# TASK
Print every record below exactly as written.
++++++
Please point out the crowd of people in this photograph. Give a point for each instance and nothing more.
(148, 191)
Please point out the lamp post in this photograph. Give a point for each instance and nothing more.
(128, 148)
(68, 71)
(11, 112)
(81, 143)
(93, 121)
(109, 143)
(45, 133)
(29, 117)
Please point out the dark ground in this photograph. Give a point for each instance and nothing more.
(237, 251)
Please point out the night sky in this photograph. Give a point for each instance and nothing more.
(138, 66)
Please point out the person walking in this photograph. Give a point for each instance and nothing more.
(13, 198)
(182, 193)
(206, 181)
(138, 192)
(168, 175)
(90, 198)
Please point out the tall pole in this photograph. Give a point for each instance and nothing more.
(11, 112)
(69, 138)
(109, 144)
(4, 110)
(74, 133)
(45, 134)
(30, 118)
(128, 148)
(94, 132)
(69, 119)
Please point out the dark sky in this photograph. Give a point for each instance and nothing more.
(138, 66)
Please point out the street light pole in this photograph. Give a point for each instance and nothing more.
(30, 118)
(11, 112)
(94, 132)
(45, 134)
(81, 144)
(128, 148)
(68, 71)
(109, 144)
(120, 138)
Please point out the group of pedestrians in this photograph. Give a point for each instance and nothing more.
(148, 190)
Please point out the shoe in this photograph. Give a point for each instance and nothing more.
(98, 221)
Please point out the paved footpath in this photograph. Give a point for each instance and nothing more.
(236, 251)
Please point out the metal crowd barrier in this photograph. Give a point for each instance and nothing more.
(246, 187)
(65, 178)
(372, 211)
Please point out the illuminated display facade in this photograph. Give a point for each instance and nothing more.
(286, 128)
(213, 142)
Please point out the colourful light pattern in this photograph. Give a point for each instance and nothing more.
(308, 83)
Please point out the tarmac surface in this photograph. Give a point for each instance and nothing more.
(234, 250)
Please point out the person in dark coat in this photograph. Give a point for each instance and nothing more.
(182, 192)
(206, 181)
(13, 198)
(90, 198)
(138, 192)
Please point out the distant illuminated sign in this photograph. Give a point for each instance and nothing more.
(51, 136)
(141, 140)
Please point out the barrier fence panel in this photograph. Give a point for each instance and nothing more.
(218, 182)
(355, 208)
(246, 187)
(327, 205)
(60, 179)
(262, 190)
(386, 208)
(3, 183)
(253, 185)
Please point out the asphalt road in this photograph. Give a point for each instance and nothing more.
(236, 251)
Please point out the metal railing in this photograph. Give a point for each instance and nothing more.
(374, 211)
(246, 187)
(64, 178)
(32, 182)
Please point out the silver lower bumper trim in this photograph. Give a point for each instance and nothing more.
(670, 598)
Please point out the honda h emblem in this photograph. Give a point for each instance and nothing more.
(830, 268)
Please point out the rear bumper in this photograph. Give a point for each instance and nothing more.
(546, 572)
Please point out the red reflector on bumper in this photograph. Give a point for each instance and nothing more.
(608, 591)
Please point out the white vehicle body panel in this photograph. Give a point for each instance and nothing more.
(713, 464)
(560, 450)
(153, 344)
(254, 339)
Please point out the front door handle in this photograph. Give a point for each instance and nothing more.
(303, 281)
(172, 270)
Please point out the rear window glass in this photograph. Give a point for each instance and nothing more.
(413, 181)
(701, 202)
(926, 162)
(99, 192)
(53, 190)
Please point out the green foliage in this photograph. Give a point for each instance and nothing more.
++++++
# TASK RESULT
Please point out the crowd of people in this photograph. Give a point for each instance and nothing more.
(148, 191)
Please point out the lamp post in this photograph. Give a point for each instance and nothing more.
(128, 148)
(68, 71)
(11, 112)
(81, 143)
(93, 121)
(109, 143)
(45, 133)
(29, 117)
Please point out the dark ground in this photograph. Give a point for each instance and nothing more.
(237, 251)
Please point out the night sky in this photograph. Give a point for each instance and nothing more.
(138, 66)
Please point out the person walking in this photograph. Give a point for each instance and nothing more.
(13, 198)
(182, 193)
(206, 181)
(138, 192)
(168, 175)
(90, 198)
Please point out the tall pole in this photograph. Give a point for each instance and nothing more.
(11, 112)
(69, 138)
(109, 144)
(4, 110)
(74, 133)
(45, 134)
(30, 118)
(128, 148)
(94, 132)
(69, 119)
Please point out the dark sky in this photograph. Give a point for each instance and nothing more.
(138, 66)
Please point out the street light pole in this photograph. Give a point for each instance and nothing more.
(30, 118)
(11, 112)
(94, 132)
(45, 134)
(81, 144)
(128, 148)
(68, 71)
(109, 144)
(120, 138)
Please point out the group of pedestrians in this photograph. Give a point for each instance and nothing more.
(148, 190)
Please point out the shoe in this photograph. Give a point for each instance and nothing more.
(98, 221)
Please point out the paved footpath in this photograph. Give a point for each instance and nothing more.
(236, 251)
Please point out the metal crowd barrier in this photograph. Give a point for each instance and nothing more.
(246, 187)
(65, 178)
(372, 211)
Please point out the illuminated display facade in this photograph. Give a point for each instance and nothing more.
(286, 128)
(213, 142)
Please point out the colourful light pattern in this photograph. Give a point for each instance and nothing more.
(308, 83)
Please point out the tarmac surface in this photograph. Give a point for each instance and nothing more.
(234, 250)
Please point out the person in dark coat in this photograph. Give a point for each instance and nothing more.
(182, 192)
(206, 181)
(13, 198)
(90, 198)
(138, 192)
Please point out the distant illuminated sign in this photograph. Give a point for each instance and nothing more.
(51, 136)
(141, 140)
Please point out the barrier fence panel in this photograph. Give a point for each instance and nothing more.
(218, 182)
(355, 208)
(246, 187)
(327, 205)
(60, 179)
(262, 190)
(386, 208)
(3, 183)
(253, 185)
Please point out the asphalt road in this photograph. Give a point for each instance and nothing more.
(236, 251)
Please point out the metal railing in this photograph. Give a point for each instance and nothing more.
(374, 211)
(246, 187)
(64, 178)
(32, 182)
Please point out the silver lower bumper trim in this photograph. Give a point for each instance and nothing more.
(670, 598)
Please point out the honda h emblem in this photograph. Give a point for each instance and nothing more.
(830, 268)
Please point out the rear bumper in this photograph. Give a point for each instance and nothing more.
(546, 572)
Please point out the red reflector on bumper in this photograph. Give a point for each instance and nothing more.
(608, 591)
Please point out the white vehicle body panel in this photograph. Give a point for each instance and nothing more.
(713, 464)
(560, 450)
(153, 344)
(254, 339)
Please point out the front door handle in this photograph. Give a point for each instance and nothing more.
(303, 281)
(172, 270)
Please point out the rear window glass in this photograph. Give a point for each instance and nothing more.
(413, 181)
(701, 202)
(926, 162)
(99, 192)
(53, 190)
Please point out the green foliage in this photograph. Give a point for each instance and nothing more.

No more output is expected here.